**Text shown**.
━━━━━━━━━━━━━━━━
The PDP is fielding a technocratic boardroom giant, Valentine Ozigbo, a multiple award-winning global CEO with over 27 years of excellence in diverse fields, including banking, finance, diplomacy, hospitality, oil and gas, philanthropy, sports development, and entertainment, the stuff of a governor.
APGA has a consummate economist, Charles Soludo, former Central Bank of Nigeria (CBN) governor, a thinker, a strategist and an experienced technocrat, the kind of person fitted for rescuing Nigeria from its economic failings.
Turbulent IPOB
There is also the Indigenous Peoples of Biafra (IPOB), a fanatical group of zealots that does not yield to reason.
In all the turbulence in which INEC has conducted past elections in Nigeria, Anambra may likely stand out. The election clashes with one of the seven days IPOB ordered the people of the South-East to sit-at-home. And they mean it.
In Anambra, gun-wielding criminals have been showing the capacity to wreak havoc on a large scale, attacking police stations, engaging joint security forces in fire fight and cutting down civilians, like the late Dr. Chike Akunyili, husband to late iconic director general of the National Agency for Food and Drug Administration and Control (NAFDAC).
━━━━━━━━━━━━━━━━
**Complete the following**.
- A) In the Anambra election text, how many years of experience is Valentine Ozigbo credited with?
- B) Carry on the Anambra election text from its last sentence, keeping the same subject and tone.
The records aren't needed for anything here.

[Stored data]
━━━━━━━━━━━━━━━━
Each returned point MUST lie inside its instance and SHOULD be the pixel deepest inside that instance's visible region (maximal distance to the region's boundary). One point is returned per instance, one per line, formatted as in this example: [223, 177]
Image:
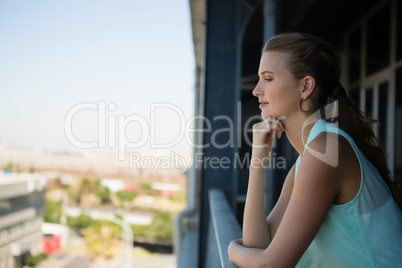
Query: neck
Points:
[298, 128]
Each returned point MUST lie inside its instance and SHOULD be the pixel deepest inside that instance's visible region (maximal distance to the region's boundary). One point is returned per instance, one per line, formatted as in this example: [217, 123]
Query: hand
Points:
[232, 246]
[263, 136]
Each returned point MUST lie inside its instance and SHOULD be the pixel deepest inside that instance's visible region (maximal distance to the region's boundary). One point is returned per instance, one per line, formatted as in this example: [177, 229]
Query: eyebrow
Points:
[264, 72]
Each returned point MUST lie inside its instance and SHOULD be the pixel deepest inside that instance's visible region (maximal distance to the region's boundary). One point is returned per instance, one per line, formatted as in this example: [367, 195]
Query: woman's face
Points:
[277, 90]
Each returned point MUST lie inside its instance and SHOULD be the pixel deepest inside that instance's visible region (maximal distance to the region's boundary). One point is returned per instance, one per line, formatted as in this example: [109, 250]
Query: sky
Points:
[87, 75]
━━━━━━━━━━━━━━━━
**Answers by task**.
- A) Over 27 years.

- B)
IPOB has denied some of the attacks, but not many are convinced. The secessionist group has always adopted unreasonable tactics in pursuing its goal – an Independent State for the South East region of Nigeria. And it appears to be the culprit for every unreasonable action in the state so far.
In September, it denied a large number of school children from the South-East an opportunity to sit for a crucial national examination by ordering a sit-at-home. Despite calls that the method is alien to Ndigbo and resembles what Boko Haram could do, IPOB stuck to its gun.
IPOB also cripples businesses every Monday to drive home its point that it is either Biafra or nothing, not minding the damage to the economy of the South East, which relies largely on trading.
On November 6, there is a high chance that IPOB would enforce its sit-at-home. But whatever the outcome of that sit-at-home, INEC will still announce a winner.
INEC’s magic wand
In a chaotic environment as may be presented on November 6 in Anambra State, the APC, which controls national levers of law enforcement, is likely to fare better.
The Inspector-General of Police, Usman Baba Alkali, has already deployed one-fifth of the total active manpower of the force to Anambra – 34,587 operatives, not adding the Nigerian Army, the State Security Service (SSS) and the civil defence. Voters in opposition strongholds could easily be muzzled, while votes inflated in other places.
But maybe INEC’s technology could save the day. Who knows?